*Task requirements*:
Take the line that contains "out the stone" and each line after it in the material below, and transcribe them exactly, stopping at the end.

*Data provided*:
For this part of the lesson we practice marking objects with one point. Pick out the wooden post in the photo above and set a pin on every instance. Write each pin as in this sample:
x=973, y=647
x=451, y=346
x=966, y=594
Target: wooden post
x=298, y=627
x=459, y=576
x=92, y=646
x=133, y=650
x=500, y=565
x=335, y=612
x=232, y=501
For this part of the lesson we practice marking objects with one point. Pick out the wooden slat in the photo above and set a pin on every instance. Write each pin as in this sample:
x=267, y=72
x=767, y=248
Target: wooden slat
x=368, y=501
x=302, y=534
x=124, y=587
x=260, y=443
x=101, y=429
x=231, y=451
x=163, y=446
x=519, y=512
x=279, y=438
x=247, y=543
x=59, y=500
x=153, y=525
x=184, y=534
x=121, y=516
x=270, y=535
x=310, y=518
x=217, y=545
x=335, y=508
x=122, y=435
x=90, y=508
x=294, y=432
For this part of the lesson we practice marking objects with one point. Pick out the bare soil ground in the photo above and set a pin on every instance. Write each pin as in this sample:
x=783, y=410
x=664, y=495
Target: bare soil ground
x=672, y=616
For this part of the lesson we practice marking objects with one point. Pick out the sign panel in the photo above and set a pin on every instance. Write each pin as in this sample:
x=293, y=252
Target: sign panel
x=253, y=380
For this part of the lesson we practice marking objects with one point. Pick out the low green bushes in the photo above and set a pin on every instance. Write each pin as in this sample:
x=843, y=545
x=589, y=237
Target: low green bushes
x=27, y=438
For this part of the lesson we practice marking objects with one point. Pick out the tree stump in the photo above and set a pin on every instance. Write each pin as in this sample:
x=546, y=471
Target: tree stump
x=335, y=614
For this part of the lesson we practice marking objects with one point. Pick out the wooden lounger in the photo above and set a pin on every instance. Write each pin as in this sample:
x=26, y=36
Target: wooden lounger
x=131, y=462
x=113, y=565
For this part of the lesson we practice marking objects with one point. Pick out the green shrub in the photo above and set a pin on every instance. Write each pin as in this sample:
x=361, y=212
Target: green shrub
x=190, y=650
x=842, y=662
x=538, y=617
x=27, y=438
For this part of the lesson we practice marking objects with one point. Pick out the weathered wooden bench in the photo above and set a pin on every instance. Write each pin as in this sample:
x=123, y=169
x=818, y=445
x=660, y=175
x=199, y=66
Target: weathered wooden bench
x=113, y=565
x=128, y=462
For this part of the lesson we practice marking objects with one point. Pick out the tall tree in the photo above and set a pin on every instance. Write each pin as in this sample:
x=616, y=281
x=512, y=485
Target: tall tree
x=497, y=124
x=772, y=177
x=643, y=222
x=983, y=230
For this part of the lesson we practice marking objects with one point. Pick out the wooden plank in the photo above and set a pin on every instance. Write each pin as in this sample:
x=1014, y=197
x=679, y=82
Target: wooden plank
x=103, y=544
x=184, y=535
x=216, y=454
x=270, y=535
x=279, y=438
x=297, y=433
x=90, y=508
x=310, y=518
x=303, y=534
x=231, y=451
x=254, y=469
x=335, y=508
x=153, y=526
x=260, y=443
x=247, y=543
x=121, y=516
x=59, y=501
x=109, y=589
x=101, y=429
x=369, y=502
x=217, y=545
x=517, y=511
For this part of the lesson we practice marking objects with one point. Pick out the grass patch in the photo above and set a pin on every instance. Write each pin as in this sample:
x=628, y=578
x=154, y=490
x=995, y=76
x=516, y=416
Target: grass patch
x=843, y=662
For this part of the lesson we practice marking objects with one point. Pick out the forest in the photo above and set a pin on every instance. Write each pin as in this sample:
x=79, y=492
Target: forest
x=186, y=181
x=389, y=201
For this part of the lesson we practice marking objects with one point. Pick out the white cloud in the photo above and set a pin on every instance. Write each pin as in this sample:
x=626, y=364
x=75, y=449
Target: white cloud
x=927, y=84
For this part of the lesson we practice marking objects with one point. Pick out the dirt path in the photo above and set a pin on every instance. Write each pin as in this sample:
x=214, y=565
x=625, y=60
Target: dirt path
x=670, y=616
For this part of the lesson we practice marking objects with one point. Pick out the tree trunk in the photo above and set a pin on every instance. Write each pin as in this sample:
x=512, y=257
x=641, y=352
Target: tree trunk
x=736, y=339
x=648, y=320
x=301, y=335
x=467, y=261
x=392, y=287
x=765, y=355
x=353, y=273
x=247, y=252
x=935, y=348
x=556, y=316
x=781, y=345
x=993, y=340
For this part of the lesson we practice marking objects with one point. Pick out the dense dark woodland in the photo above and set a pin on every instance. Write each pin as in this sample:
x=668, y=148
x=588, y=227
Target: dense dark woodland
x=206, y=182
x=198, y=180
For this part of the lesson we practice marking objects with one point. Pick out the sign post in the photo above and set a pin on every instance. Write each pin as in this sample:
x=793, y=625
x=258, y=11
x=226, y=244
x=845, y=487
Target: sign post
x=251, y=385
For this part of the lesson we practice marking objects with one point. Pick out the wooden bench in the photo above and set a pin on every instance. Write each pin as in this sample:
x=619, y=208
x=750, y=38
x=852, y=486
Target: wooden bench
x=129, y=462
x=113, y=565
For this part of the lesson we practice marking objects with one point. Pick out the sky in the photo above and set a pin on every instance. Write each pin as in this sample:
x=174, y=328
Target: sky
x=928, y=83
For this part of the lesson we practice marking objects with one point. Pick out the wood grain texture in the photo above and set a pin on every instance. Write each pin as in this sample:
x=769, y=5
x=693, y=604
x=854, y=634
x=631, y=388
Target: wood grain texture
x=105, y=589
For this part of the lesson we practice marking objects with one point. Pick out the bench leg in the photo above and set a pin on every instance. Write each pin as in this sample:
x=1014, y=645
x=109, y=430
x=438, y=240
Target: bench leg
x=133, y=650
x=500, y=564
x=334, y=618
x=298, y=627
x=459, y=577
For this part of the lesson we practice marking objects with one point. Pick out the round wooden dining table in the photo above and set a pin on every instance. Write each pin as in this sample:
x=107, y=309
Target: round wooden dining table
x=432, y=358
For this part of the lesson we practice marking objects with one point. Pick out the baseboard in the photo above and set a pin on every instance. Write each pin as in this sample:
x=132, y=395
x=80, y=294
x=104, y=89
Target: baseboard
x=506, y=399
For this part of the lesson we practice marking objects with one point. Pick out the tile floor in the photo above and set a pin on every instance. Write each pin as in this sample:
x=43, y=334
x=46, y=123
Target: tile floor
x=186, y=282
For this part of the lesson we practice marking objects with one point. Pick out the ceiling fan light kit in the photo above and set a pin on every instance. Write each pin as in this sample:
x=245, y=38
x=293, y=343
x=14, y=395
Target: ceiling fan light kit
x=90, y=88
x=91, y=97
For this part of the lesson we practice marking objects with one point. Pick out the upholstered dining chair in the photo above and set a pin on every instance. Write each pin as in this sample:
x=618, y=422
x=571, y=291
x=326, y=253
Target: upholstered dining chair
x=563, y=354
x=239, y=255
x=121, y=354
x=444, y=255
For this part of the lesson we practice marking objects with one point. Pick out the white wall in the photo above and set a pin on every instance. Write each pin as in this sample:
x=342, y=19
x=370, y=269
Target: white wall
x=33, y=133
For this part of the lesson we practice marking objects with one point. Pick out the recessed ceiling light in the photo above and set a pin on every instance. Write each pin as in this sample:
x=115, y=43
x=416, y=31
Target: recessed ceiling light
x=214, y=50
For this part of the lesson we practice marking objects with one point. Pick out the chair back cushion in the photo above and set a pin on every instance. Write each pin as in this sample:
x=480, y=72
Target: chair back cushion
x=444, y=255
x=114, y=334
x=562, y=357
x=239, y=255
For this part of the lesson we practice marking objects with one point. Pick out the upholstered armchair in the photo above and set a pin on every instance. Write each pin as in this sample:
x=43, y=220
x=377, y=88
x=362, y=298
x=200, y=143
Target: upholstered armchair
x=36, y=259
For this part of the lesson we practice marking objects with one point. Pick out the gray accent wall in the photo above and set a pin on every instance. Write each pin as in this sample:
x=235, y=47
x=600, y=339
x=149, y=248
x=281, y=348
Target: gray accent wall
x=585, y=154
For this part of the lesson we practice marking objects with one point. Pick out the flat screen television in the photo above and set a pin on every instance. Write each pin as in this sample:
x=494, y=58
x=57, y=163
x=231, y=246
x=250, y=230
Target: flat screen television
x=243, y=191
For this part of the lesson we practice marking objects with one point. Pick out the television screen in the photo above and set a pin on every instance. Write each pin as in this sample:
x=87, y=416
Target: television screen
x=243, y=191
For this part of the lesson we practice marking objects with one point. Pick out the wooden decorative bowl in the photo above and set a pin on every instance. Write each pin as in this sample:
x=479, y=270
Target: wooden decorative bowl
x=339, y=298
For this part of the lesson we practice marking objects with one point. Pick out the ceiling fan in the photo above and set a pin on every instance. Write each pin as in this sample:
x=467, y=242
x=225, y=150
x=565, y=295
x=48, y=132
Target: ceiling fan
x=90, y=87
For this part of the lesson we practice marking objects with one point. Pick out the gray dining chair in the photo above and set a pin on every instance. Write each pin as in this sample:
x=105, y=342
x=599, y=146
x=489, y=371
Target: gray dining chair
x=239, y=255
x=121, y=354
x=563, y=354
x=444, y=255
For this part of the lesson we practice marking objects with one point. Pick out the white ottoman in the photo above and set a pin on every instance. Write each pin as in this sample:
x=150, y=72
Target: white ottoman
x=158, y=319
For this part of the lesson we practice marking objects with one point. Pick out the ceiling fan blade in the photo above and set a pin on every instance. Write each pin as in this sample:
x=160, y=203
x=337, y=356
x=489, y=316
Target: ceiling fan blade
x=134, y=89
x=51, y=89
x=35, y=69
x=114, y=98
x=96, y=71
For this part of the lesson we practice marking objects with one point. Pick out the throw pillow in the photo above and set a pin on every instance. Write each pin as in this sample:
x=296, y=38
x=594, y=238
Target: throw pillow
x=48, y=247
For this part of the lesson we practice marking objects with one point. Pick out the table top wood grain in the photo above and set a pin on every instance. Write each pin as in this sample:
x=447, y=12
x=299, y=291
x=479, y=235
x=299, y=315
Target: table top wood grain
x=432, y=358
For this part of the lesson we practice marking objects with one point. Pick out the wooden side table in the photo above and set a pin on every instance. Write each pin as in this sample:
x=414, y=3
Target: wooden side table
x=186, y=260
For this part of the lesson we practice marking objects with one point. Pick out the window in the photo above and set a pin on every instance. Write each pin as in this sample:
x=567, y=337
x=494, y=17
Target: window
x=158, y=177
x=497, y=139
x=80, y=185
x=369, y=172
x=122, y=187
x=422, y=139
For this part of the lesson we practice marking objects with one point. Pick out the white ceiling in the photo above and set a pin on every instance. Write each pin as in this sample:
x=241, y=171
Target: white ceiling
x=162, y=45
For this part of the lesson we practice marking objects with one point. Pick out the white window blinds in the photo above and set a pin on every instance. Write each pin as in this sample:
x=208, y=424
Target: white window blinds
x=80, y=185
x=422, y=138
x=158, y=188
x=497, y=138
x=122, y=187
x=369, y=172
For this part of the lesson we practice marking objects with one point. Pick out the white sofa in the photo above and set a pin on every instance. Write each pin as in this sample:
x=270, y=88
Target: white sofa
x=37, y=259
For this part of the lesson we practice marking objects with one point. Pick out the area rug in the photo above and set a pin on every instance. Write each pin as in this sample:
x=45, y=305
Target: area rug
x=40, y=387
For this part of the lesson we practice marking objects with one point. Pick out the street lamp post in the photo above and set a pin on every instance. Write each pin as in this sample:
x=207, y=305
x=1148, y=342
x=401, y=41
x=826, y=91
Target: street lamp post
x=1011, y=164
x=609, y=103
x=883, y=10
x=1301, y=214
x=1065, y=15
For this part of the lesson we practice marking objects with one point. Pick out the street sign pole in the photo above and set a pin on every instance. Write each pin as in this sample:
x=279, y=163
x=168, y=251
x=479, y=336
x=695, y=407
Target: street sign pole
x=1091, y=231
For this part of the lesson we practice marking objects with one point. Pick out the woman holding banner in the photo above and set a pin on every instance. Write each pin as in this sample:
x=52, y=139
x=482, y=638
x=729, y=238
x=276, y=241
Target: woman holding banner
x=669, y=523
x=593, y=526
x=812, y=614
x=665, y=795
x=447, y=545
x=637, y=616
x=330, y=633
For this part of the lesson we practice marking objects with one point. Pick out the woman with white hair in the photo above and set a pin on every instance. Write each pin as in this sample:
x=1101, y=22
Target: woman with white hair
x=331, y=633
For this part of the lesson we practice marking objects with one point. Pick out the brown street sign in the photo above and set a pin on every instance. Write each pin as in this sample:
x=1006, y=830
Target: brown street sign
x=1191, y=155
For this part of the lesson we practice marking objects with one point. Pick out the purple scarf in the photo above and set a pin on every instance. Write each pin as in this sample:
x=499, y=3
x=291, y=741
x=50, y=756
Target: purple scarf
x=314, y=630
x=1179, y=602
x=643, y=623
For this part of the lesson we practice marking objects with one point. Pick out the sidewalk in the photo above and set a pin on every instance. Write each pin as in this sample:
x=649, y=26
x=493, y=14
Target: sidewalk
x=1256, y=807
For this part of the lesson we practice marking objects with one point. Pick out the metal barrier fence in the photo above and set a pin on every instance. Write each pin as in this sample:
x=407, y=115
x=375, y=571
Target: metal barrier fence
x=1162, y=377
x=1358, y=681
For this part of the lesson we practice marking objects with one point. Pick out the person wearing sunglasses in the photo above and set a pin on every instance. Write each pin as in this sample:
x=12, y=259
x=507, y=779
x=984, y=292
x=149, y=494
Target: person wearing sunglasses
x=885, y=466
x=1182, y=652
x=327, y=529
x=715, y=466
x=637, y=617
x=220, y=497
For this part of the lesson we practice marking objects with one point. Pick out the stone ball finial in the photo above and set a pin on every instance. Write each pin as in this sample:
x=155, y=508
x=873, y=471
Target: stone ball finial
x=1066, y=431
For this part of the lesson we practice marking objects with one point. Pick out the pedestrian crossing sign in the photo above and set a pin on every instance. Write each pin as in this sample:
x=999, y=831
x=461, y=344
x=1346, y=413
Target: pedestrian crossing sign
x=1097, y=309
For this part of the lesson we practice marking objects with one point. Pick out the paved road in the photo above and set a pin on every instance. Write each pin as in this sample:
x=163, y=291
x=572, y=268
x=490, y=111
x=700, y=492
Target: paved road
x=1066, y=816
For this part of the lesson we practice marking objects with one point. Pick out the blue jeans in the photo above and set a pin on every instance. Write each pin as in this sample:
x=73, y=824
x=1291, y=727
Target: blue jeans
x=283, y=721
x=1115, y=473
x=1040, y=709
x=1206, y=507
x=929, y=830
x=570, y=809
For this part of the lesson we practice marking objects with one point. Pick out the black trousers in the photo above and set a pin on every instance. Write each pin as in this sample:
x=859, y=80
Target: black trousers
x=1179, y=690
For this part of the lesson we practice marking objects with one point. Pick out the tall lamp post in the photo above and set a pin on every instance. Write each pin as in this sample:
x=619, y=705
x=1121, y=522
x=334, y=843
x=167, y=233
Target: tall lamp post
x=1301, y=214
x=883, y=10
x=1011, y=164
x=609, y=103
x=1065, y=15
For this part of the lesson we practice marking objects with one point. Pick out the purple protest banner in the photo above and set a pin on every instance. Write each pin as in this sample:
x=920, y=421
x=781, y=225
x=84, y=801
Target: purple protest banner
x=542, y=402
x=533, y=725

*Output of the exercise*:
For this part of the lesson we practice marking objects with one point. Pick out the stone ball finial in the photo above and set a pin on every instance. Write each pin as in this sample:
x=155, y=508
x=873, y=471
Target: stone ball finial
x=1066, y=431
For this part of the lesson we practice marking objects with one point. Pick out the pedestrian crossing sign in the photo above and set a pin on every instance. Write each pin as in this sample:
x=999, y=831
x=461, y=344
x=1346, y=413
Target: pedestrian crossing sign
x=1097, y=309
For this part of the lesson we practice marking objects with one point. Pick out the paved road in the photo above and set a pin on every instance. Write each pin as in this sample:
x=163, y=291
x=572, y=268
x=490, y=111
x=700, y=492
Target: paved road
x=1066, y=816
For this part of the lesson we practice marking objects with one point. Pick out the blue jeans in the photo above and set a pin on every instance. Write each pin as in this sample:
x=73, y=824
x=1291, y=727
Target: blue jeans
x=283, y=721
x=1115, y=473
x=1040, y=709
x=1206, y=507
x=929, y=830
x=570, y=809
For this part of the lesson we practice marking objects with one point. Pick out the black trousers in the photo above and set a pin on every instance. Write each pin as in this sample:
x=859, y=80
Target: black trousers
x=1179, y=690
For this part of the lesson we practice marking objects with one point. Pick out the tall lamp post in the photo above and set a pin on every instance. Write each pin as in this sample:
x=619, y=705
x=1121, y=522
x=334, y=843
x=167, y=233
Target: tall lamp post
x=1301, y=214
x=883, y=10
x=1011, y=164
x=609, y=103
x=1065, y=15
For this part of the lesson we practice marking objects with one point. Pick out the purple protest banner in the photo above and set a pin on every instance. Write each pin as in this sample:
x=920, y=421
x=781, y=225
x=84, y=801
Target: purple protest banner
x=542, y=402
x=533, y=725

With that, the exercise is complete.